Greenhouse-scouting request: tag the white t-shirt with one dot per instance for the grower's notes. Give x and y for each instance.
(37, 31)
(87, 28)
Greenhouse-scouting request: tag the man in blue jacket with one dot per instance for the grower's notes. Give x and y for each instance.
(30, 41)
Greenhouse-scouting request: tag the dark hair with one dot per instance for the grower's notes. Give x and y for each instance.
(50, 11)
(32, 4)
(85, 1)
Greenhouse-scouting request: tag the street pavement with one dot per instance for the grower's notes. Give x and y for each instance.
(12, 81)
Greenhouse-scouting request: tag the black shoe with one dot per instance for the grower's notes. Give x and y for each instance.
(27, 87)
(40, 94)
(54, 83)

-------------------------

> [INSTRUCTIONS TO FOLLOW] Copy the data word for word, from the line containing "Greenhouse-scouting request: tag the man" through the end, both ends included.

> [WRITTEN RESPONSE]
Greenhouse-scouting request: tag the man in blue jacket with one dot per instance for the grower's notes. Give x and y for each instance.
(30, 41)
Greenhouse-scouting request: tag the dark hair with one dot per instance for the grower's notes. Give x and y for each instance.
(50, 11)
(32, 4)
(85, 1)
Greenhouse-scouting request: tag the street pavement with one dot per instance for the grower's notes. Give x and y for each instance.
(12, 81)
Greenhouse-scouting request: tag the black shoe with one dot per instance for the grower's notes. Give x and y for each instance.
(27, 87)
(40, 94)
(54, 83)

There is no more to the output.